Introduction
Running clinical studies is time-consuming and requires constant focus on data quality. The lack of time physicians are able to dedicate to non-care related activities make it difficult to conduct studies in parallel to patient care. This is especially true for large studies that depend on the input of multiple investigators with varying personal interest in the study. From the point of view of medical informatics, the growing amount of electronically available patient data enables the reuse of the electronic medical record for clinical research e.g. to support the two key activities in such studies: the recruitment of patients and the documentation of study data [1].
The general idea for routine data based recruitment support is to encode the eligibility criteria of a study and thus enable a computer to regularly compare them with the electronic profile of all patients within the hospital or outpatient clinic. Both, very simple algorithms based on manual translation of eligibility criteria to SQL scripts [2], [3] and more sophisticated approaches like semantic web techniques [4], probability calculation [5], [6] and natural language processing [7], [8], [9] have been applied to compare eligibility criteria with routinely documented patient data. Integration into the physician's workflow ranges from invocation of passive screening lists [10] to active systems, which notify a predefined person about new matches using pagers, emails and pop ups [11], [12]. While a retrospective review by Cuggia et al. [13] identified 28 different recruitment support systems described in the literature until 2008, only one of these compared the quality of the system's propositions against those of manual recruiters: Based on patient data from 3 years, Fink et al. [14] retrospectively evaluated the eligibility of 261 patients for 14 cancer trials and compared their results with the actual trial inclusions achieved by clinicians in that time period. They report a potential increase in the number of trial participants of 250%. A more recent study by Weng et al. [15] compared an SQL-based screening system for post-Acute Coronary Syndrome with two simpler methods. The specificity of the screening system was 19% compared to 8% and 9% for the latter two. Despite its low specificity, the screening tool contributed to an increase of enrolled patients of 66%.

.....

Your task: Extend the introduction on using electronic patient data for clinical studies, starting after its final sentence. The dataset excerpts are separate material, unconnected to the introduction on clinical research above.

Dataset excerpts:
.....

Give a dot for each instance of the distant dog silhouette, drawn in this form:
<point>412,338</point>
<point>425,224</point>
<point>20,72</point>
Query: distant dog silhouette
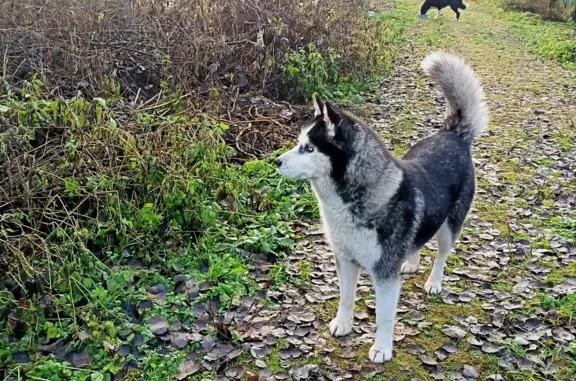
<point>455,5</point>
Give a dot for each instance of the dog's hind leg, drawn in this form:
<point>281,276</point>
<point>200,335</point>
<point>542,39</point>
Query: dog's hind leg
<point>348,278</point>
<point>410,265</point>
<point>387,295</point>
<point>445,239</point>
<point>424,9</point>
<point>455,9</point>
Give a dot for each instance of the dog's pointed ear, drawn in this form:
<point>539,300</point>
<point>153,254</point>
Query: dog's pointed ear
<point>318,105</point>
<point>331,116</point>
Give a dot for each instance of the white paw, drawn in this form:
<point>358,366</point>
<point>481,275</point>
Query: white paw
<point>408,268</point>
<point>340,328</point>
<point>379,355</point>
<point>433,287</point>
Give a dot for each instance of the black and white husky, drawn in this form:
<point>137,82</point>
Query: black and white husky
<point>378,211</point>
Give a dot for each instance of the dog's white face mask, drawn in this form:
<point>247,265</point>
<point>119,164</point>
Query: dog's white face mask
<point>305,161</point>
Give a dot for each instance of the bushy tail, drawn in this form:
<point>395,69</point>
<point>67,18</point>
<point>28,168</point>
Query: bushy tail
<point>466,111</point>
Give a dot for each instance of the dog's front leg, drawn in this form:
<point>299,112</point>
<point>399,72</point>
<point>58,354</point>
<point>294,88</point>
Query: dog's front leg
<point>387,294</point>
<point>348,278</point>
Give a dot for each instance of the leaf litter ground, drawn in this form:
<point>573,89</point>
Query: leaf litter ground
<point>507,308</point>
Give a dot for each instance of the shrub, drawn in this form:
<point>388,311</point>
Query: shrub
<point>548,9</point>
<point>79,44</point>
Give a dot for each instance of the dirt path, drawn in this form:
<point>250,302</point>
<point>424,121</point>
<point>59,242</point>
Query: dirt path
<point>506,311</point>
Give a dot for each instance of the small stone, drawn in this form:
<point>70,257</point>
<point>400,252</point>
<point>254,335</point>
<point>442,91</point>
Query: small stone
<point>428,360</point>
<point>124,351</point>
<point>180,340</point>
<point>21,358</point>
<point>138,340</point>
<point>470,372</point>
<point>80,360</point>
<point>158,325</point>
<point>145,305</point>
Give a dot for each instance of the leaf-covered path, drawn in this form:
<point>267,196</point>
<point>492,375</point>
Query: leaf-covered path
<point>508,304</point>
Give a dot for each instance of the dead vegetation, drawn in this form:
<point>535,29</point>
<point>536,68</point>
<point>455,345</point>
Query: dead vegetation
<point>555,10</point>
<point>78,45</point>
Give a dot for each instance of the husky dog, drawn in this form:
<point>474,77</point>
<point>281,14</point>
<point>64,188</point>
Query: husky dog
<point>455,5</point>
<point>378,211</point>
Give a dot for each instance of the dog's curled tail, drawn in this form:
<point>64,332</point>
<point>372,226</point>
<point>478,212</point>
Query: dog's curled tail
<point>466,110</point>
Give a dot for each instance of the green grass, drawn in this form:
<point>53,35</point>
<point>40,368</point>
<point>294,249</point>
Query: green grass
<point>553,40</point>
<point>169,207</point>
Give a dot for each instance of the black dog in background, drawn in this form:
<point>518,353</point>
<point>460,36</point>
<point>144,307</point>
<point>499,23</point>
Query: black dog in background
<point>439,4</point>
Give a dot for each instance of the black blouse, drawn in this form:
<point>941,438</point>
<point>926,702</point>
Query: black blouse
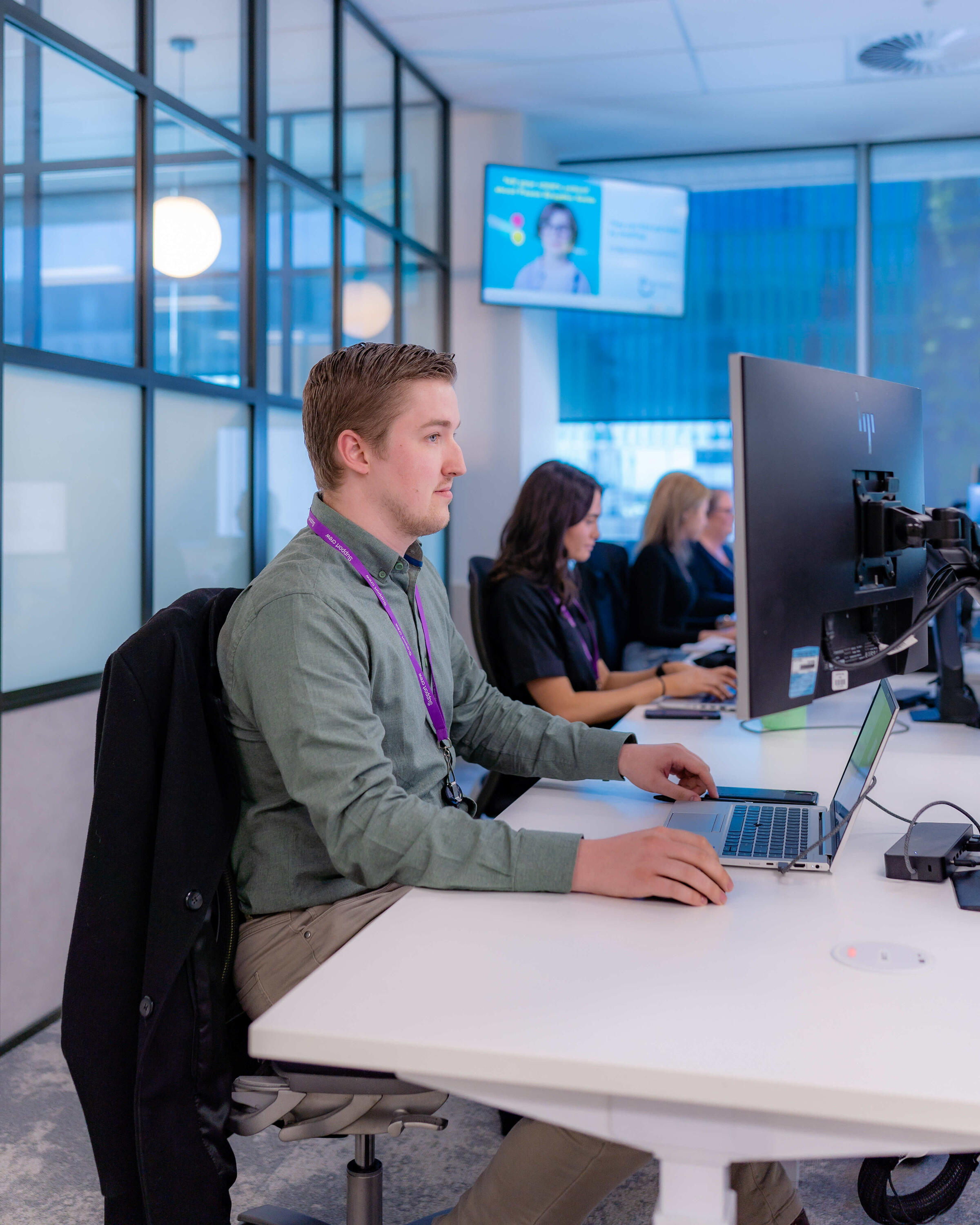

.....

Written response:
The rationale for routine data based data acquisition support is the assumption, that some of the trial data is already available as part of the routine clinical documentation. This assumption was recently confirmed by El Fadly et al. [16] who found 13.4% of 232 data elements required for a trial on hypertension to be readily available from the electronic health record (EHR). Direct transferral of this data from the EHR into the study database would eliminate the need for redundant documentation of similar data and might thus decrease the amount of time an investigator needs to dedicate to each trial. The reuse of EHR data for data acquisition is becoming increasingly popular as Dean et al. [17] states in a review for the case of outcomes research. Though we were unable to find a similar review for clinical trials, individual reports do exist, like the point-of-care clinical trial (POCCT) on insulin therapy for diabetes [18] and the interventional STARBRITE trial on advanced heart failure [19]. The risk of poor data quality is however much more intensely discussed than the potential benefits [20], [21]. In fact, we could not find any publication that measured time-savings achieved through EHR-based data acquisition in a running trial.
We thus believe that there is a significant lack of reports on the application of secondary use in running clinical trials and its benefits in quantifiable measures. The objective of this research was to quantify the benefit of both single source measures by (1) comparing the sensitivity and specificity of manual and electronically supported patient recruitment and (2) comparing documentation times needed for manual and semi-automatic data acquisition.